● Task to carry out: Your answer should be every line below that includes the word "apricot".

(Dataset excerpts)
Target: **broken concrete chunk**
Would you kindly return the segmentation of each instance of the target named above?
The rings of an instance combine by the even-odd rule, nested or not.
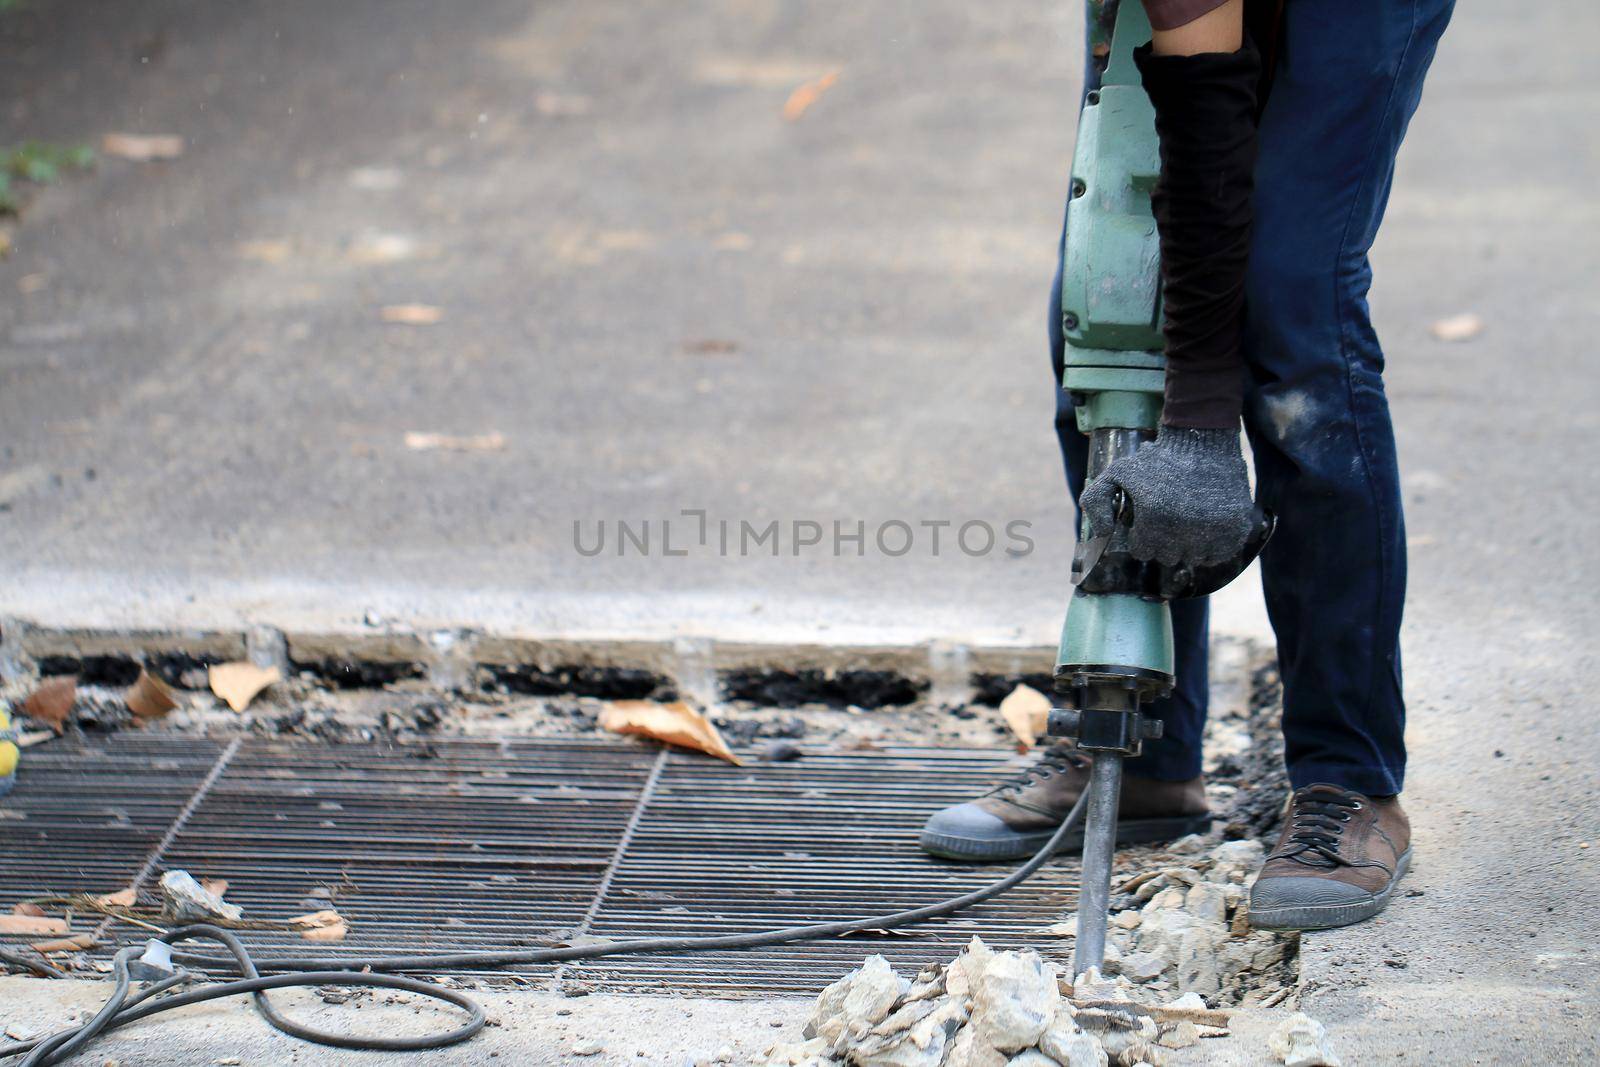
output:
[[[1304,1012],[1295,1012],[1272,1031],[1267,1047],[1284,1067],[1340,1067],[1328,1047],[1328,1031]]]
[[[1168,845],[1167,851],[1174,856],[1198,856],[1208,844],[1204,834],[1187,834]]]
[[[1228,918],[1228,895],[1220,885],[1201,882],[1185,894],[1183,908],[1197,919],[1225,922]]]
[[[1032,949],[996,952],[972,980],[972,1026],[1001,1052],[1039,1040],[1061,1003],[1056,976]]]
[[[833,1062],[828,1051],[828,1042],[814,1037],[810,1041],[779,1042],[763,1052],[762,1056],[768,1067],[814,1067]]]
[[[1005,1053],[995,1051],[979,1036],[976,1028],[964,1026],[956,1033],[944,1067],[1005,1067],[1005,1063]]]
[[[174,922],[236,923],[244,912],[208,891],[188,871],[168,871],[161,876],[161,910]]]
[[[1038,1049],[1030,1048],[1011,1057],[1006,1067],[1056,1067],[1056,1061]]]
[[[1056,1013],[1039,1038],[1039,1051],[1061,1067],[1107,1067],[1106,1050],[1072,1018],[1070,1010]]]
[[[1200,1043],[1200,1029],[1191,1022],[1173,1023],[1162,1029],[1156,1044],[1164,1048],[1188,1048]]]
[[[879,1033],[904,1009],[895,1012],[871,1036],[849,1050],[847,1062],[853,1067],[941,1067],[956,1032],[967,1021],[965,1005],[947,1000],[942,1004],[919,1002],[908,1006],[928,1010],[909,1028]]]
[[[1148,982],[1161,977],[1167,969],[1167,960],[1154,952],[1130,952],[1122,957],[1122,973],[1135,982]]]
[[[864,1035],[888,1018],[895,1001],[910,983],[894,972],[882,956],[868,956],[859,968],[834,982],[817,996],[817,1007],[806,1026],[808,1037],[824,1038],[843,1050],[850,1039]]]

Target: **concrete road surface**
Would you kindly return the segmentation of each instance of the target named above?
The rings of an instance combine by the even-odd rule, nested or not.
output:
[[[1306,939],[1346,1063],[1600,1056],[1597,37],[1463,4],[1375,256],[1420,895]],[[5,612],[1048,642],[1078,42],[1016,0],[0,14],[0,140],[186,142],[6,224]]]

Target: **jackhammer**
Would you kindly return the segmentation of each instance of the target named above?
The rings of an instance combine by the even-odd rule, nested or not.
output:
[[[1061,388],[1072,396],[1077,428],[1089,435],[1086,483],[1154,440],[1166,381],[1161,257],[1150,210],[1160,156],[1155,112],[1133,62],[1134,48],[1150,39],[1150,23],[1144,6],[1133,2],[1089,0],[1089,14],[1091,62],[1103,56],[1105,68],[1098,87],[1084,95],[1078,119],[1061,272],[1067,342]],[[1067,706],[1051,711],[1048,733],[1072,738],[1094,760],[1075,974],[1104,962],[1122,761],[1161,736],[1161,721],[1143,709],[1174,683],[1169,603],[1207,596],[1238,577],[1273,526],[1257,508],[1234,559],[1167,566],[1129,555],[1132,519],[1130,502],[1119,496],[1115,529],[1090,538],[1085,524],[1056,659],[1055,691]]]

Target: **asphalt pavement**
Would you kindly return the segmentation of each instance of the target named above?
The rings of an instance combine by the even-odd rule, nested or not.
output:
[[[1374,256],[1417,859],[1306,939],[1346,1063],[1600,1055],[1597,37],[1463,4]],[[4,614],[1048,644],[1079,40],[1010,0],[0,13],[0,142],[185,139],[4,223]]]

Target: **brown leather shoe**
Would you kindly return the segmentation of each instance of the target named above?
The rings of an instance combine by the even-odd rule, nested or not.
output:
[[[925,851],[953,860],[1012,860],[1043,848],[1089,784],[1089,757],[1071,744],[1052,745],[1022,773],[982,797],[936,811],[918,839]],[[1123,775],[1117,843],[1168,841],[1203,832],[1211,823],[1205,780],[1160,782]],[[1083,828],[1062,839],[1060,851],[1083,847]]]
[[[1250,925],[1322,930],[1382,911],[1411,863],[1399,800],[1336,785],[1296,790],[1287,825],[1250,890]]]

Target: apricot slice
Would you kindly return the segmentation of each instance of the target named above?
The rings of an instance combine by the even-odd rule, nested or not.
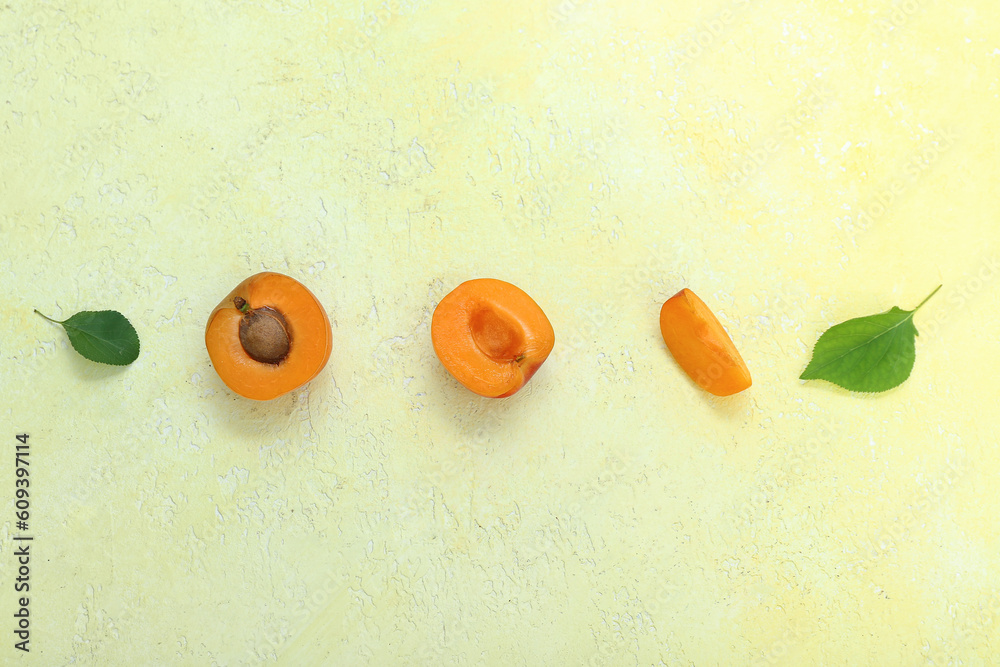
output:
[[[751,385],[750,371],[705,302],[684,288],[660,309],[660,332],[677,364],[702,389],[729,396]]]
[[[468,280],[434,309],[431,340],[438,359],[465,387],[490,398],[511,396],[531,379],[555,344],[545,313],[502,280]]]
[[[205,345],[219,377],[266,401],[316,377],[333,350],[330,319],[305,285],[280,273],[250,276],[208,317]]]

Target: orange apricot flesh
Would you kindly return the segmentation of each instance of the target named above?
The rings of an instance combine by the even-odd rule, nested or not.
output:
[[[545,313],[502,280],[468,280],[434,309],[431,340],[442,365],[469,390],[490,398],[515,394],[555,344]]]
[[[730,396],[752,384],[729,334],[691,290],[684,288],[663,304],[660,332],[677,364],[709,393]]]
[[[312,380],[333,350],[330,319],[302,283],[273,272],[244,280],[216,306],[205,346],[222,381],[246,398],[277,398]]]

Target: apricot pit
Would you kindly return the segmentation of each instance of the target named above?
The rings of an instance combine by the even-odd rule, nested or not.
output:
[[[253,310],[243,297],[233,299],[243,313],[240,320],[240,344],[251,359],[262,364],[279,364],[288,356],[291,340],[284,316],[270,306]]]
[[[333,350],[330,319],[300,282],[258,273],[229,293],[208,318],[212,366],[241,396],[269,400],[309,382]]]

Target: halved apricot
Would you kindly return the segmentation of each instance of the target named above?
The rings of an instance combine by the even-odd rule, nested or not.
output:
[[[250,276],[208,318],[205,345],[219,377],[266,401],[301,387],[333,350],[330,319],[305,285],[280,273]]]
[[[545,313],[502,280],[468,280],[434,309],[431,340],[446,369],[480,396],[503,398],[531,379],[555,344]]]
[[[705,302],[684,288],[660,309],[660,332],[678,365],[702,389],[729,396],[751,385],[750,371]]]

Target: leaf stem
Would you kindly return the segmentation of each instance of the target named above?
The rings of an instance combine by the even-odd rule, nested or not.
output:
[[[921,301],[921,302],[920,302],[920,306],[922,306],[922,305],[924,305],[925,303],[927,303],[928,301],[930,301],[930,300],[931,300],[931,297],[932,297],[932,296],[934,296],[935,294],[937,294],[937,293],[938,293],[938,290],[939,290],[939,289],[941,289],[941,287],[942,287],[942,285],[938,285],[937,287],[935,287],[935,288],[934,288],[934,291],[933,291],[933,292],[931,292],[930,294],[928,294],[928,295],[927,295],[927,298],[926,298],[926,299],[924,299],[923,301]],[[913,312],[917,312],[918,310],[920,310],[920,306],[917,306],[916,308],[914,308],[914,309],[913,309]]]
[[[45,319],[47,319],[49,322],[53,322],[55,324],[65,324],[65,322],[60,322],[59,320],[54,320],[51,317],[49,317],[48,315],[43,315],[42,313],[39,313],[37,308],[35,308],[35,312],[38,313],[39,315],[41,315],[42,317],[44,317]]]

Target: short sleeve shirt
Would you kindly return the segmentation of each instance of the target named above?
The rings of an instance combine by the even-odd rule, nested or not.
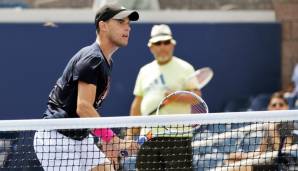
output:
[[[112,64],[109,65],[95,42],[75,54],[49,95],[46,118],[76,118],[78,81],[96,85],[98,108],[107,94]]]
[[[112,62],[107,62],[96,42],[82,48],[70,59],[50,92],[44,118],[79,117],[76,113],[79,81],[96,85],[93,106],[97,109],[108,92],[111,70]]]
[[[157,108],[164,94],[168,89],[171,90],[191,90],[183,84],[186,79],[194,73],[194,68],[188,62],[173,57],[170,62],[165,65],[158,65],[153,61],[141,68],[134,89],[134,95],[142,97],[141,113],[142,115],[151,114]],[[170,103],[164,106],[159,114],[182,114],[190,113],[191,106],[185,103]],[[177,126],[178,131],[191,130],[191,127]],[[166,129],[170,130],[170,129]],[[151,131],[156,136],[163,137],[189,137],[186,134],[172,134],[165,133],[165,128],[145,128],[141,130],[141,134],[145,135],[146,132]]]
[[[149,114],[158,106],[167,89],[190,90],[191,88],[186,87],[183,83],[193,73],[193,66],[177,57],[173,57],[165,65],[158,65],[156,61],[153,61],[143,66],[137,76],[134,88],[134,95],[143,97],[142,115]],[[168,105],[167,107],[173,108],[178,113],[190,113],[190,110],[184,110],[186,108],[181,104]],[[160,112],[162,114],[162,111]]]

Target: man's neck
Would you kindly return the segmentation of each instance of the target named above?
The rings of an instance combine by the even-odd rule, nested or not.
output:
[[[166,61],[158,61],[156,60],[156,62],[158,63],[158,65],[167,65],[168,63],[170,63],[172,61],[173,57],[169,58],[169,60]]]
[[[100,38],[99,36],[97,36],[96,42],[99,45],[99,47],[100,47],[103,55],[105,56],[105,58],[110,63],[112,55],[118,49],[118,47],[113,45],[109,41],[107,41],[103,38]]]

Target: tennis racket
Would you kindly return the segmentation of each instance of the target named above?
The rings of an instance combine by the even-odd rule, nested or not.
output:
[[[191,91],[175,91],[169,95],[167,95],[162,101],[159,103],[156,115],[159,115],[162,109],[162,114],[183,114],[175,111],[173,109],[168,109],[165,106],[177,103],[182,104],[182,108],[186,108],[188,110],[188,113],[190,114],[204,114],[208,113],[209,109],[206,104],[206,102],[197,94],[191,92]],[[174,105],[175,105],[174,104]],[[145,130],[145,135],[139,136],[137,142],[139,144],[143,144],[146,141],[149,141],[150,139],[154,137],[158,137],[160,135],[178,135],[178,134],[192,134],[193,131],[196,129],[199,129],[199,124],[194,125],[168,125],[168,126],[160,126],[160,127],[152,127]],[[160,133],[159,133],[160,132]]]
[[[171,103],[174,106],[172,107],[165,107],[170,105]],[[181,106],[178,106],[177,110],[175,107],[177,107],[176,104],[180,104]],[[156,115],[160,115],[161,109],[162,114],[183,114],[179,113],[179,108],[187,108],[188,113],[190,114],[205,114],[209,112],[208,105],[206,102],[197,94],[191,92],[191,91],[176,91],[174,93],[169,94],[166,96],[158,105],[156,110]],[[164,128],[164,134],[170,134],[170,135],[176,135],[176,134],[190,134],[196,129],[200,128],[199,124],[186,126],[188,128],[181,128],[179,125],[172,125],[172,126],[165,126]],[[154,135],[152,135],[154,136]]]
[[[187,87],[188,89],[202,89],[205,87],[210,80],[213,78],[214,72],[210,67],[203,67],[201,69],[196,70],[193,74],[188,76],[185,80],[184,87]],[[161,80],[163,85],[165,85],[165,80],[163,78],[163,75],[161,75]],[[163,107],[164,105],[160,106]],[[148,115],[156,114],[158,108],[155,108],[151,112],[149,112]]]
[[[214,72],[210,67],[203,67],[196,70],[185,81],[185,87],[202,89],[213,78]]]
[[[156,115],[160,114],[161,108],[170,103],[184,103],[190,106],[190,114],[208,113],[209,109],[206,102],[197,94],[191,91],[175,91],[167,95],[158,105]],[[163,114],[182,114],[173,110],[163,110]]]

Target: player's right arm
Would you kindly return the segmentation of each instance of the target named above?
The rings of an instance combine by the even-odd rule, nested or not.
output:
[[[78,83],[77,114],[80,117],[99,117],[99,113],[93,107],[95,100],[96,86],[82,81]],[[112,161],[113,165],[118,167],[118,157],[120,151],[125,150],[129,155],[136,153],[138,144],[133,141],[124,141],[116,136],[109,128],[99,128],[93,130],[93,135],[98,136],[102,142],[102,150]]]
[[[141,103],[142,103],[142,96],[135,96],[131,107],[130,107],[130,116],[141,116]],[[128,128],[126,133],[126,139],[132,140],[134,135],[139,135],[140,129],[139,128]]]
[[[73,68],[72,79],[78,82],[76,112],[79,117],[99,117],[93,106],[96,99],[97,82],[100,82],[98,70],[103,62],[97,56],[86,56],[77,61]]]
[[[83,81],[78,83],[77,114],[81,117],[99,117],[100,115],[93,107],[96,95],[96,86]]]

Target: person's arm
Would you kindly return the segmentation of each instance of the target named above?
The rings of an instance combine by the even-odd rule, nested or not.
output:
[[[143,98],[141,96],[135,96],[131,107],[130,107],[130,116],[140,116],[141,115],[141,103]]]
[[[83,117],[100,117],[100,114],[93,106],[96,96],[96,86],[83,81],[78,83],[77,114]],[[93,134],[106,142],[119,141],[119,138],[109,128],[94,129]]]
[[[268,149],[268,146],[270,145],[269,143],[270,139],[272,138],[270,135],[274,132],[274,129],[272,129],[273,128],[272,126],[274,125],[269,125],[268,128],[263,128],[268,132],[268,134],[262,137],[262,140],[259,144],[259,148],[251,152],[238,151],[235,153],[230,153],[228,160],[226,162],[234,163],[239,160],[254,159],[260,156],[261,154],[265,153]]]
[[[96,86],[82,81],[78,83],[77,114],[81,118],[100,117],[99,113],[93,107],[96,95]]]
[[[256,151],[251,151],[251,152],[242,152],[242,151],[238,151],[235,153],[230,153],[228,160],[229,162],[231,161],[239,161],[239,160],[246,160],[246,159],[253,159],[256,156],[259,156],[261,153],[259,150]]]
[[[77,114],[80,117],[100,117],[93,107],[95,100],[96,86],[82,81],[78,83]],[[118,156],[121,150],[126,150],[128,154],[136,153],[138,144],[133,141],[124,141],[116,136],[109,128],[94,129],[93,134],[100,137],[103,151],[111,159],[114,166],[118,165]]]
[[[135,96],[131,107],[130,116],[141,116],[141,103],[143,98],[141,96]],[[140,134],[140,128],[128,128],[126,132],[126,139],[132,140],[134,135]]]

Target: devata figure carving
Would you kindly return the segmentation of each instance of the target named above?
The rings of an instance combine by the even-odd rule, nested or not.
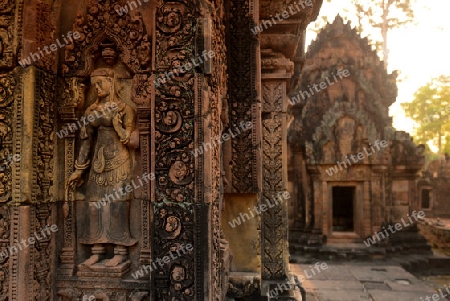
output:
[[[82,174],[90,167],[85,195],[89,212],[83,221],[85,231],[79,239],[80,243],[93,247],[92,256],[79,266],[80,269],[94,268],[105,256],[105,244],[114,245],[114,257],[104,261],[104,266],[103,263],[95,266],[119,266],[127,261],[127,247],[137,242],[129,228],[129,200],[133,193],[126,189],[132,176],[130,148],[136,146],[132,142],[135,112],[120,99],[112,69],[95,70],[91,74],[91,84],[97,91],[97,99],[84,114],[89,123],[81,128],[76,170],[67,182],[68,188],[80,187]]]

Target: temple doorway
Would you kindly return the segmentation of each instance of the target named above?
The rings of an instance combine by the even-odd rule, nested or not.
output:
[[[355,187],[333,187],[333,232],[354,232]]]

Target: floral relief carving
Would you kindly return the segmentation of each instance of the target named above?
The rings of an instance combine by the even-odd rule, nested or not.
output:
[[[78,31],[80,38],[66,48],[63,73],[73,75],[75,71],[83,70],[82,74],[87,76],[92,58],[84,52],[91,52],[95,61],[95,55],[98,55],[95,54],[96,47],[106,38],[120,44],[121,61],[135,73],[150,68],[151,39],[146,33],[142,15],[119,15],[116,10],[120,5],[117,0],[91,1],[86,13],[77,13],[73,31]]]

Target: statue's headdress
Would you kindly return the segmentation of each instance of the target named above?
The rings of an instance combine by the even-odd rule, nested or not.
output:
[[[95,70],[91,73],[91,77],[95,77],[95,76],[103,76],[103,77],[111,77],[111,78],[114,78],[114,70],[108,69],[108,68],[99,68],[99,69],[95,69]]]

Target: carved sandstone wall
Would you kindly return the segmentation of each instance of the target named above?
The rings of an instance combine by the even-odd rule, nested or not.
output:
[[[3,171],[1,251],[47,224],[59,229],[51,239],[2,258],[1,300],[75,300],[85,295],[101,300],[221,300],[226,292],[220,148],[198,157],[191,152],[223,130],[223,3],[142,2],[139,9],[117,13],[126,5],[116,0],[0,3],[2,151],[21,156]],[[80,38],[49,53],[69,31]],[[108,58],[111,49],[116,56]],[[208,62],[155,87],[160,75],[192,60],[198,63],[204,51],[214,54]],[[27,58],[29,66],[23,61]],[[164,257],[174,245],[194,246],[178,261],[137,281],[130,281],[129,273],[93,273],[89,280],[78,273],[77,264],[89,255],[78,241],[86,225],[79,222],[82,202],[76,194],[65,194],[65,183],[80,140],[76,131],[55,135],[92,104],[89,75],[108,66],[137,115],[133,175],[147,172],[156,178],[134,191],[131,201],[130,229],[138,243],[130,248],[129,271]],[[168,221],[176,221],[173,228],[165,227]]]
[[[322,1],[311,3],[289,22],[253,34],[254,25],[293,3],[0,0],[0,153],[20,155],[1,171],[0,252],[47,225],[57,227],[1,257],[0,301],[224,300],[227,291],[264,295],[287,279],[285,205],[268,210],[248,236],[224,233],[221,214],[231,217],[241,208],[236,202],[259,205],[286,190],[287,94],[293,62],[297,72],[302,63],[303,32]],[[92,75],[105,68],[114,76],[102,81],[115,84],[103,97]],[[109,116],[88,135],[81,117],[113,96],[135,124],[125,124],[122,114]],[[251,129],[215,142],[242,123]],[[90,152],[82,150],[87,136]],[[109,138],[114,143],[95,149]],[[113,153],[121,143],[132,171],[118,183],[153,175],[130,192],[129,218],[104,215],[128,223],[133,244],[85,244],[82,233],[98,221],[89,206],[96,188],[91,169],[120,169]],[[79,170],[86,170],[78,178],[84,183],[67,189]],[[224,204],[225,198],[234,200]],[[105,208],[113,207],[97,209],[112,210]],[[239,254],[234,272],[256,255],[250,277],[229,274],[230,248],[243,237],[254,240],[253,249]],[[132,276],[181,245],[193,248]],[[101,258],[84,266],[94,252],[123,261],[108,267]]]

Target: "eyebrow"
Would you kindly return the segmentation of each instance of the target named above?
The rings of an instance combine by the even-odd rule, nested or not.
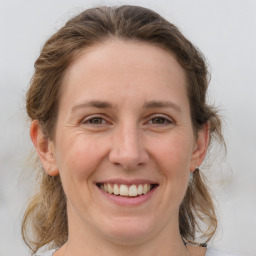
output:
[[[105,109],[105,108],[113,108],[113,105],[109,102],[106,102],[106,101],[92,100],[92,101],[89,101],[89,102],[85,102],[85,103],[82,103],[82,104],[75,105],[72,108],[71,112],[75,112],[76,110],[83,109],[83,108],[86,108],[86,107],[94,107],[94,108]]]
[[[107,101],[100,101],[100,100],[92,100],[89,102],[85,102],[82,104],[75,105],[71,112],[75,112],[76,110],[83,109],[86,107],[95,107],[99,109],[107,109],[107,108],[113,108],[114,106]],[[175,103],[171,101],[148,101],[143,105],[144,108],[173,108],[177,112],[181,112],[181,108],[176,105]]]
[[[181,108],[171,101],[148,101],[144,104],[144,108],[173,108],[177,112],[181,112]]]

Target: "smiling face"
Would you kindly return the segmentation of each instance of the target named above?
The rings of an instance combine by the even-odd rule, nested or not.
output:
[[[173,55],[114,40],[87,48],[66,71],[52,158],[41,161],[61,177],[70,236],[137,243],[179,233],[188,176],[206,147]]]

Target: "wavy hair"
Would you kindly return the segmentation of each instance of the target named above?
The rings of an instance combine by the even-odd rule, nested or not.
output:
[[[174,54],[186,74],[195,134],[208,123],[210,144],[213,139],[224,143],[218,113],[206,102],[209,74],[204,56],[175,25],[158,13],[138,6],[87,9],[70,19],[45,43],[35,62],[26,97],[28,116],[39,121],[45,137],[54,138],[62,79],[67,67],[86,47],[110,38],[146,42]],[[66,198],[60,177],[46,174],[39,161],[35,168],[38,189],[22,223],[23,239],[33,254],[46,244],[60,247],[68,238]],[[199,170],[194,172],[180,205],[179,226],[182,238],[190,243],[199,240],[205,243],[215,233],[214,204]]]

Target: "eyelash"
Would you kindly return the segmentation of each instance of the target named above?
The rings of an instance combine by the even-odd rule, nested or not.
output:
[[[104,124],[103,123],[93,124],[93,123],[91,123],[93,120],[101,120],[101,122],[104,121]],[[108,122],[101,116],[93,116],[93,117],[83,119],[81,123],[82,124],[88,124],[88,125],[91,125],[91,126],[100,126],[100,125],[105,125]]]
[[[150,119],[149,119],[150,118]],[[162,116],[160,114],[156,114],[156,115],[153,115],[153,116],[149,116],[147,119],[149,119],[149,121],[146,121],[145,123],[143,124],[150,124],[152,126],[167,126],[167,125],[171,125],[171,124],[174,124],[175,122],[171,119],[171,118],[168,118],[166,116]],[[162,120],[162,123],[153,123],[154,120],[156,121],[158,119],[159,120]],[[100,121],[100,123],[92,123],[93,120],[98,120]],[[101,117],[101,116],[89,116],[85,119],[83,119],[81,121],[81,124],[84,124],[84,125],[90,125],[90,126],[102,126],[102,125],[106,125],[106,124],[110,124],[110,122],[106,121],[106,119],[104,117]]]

● Solution:
Target: apricot slice
Target: orange apricot flesh
Target: apricot pit
Target: halved apricot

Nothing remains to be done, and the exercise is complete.